- Task details:
Can you rewrite these lines as a Markdown table with the columns "Row" and "Line", numbering each row and leaving out any blank lines?

-- Available data start --

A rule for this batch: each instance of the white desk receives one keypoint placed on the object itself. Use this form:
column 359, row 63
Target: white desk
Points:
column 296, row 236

-- Available data end --

- Result of this task:
| Row | Line |
|---|---|
| 1 | A rule for this batch: each instance of the white desk receives one keypoint placed on the object itself. Use this form: |
| 2 | column 359, row 63 |
| 3 | Target: white desk |
| 4 | Points: |
| 5 | column 296, row 236 |